Solo ski: Weston native completes Antarctica expedition

Eliastam, who lived in Weston until she was 13, completed a 700-mile trek across Antarctica on Jan. 18.

Monet Eliastam sets off with her pack in Antarctica as she attempts a solo expedition across the frozen continent. (Courtesy photo/ Sara Jenner)

When the snow of Antarctica settled under Monet Eliastam’s feet, there was a brief moment when she thought she had hit a crevasse and might plummet into a fracture in the ice.

But it was just the snow settling, a sensation she had read about in books about polar expeditions years before. She moved forward across the expanse and became the first American woman to ski across Antarctica solo. She was drawn to the expedition because she loves the feeling of surviving a challenge.

“I liked the idea of doing something where I was self-sufficient,” she said.

Eliastam, 36, who lived in Weston until she was 13, completed a 700-mile trek across Antarctica on Jan. 18. She spent 57 days crossing from the Ronne Ice Shelf in western Antarctica to the South Pole.

She credits her love of adventure to books, including “Endurance: Shackleton’s Incredible Voyage” by Alfred Lansing and “Mawson’s Will” by Lennard Bickel. As a child, she spent hours at the Weston Public Library. As a student at Barnard College, she took a class on literature about polar expeditions.

Nina Wheeler, a childhood friend who grew up down the road on Rolling Lane, said that Eliastam had always been independent and unafraid to voice her opinion. That included Eliastam’s thoughts on skiing as a child.

“I tried to take her skiing when we were kids, but she hated it,” Wheeler said. “She’d take the skis off and walk down.”

Monet Eliastam at the Ceremonial South Pole in Antarctica, surrounded by the flags of the original Antarctic Treaty signatories. (Courtesy photo/ Monet Eliastam)

Although skiing was a new skill for Eliastam, Wheeler was not surprised when her friend began training for Antarctica. She had seen Eliastam’s dedication from her earliest days. During their first playdate, the two raced down Wheeler’s driveway on their bicycles. Eliastam lost control and crashed into the house’s stairs. Wheeler’s mother watched in horror, but Eliastam was nonplussed. She jumped up and declared herself the winner.

“I would describe Monet as very independent. She is unafraid of saying what she wants and doing it,” Wheeler said. “Her interests always outweighed her fears.”

> Direction A
According to the Antarctica article, how many days did Eliastam spend on her crossing?
The records below have no connection to the Antarctica article.

> Items
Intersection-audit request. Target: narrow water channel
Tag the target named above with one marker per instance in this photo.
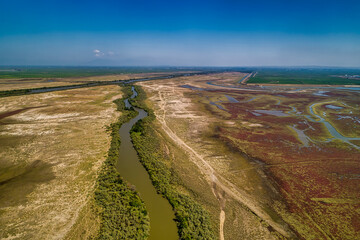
(162, 225)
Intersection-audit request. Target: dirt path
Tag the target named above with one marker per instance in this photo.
(215, 180)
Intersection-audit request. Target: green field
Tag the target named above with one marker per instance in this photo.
(8, 72)
(331, 76)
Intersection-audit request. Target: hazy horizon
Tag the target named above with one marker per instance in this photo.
(190, 33)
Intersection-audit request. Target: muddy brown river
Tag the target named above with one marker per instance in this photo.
(162, 224)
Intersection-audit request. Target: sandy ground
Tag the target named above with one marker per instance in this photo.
(50, 155)
(173, 109)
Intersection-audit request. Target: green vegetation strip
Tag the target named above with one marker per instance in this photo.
(193, 221)
(123, 214)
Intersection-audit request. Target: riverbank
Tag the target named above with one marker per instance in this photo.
(123, 214)
(50, 155)
(193, 221)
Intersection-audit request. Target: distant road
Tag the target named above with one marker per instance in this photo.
(247, 77)
(19, 92)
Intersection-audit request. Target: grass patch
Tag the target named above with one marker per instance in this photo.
(122, 213)
(193, 221)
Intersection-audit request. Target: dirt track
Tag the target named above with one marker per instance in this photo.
(220, 186)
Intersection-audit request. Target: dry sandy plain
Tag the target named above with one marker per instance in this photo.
(52, 145)
(25, 83)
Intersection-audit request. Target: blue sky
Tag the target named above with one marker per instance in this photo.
(180, 33)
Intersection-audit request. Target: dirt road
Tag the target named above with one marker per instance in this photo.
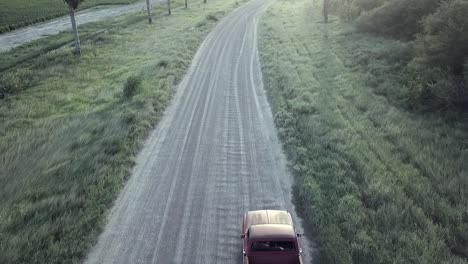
(22, 36)
(214, 156)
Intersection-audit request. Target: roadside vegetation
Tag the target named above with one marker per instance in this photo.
(381, 177)
(70, 126)
(435, 50)
(19, 13)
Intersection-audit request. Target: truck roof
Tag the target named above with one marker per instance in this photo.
(271, 232)
(262, 217)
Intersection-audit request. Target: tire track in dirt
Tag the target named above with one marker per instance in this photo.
(13, 39)
(214, 155)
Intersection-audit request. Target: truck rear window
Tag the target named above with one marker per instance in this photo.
(273, 246)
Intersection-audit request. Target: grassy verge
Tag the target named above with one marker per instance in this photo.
(21, 13)
(68, 138)
(378, 184)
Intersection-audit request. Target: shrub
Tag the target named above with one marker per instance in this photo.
(397, 18)
(367, 5)
(445, 40)
(132, 86)
(15, 82)
(434, 88)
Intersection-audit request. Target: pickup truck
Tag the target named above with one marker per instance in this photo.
(269, 237)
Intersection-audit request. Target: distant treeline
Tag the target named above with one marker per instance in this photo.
(436, 34)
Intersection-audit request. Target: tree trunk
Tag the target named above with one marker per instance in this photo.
(75, 31)
(325, 10)
(148, 7)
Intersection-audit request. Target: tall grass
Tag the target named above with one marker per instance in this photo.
(376, 183)
(21, 13)
(67, 139)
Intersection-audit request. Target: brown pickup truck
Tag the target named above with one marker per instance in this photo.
(269, 237)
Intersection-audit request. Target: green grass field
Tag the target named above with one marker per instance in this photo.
(19, 13)
(69, 136)
(374, 182)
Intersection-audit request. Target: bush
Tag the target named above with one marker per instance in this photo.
(15, 82)
(445, 40)
(397, 18)
(132, 86)
(434, 88)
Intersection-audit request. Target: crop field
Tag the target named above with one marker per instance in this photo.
(375, 182)
(20, 13)
(69, 133)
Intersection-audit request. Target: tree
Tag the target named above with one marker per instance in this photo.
(148, 6)
(72, 6)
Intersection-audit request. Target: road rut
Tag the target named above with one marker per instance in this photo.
(214, 155)
(13, 39)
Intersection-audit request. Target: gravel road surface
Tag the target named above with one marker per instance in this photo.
(22, 36)
(214, 156)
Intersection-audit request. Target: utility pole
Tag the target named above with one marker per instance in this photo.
(148, 8)
(75, 30)
(325, 10)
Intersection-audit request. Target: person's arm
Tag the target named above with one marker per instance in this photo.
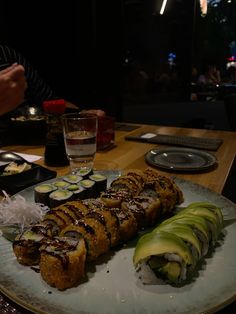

> Direction B
Return each line of the records that contains the word "brown".

> Worked solution A
She spent 57 days crossing from the Ronne Ice Shelf to the South Pole.

> Worked solution B
Intersection-audit request. Target: muddy brown river
Intersection-audit request. Target: brown pickup truck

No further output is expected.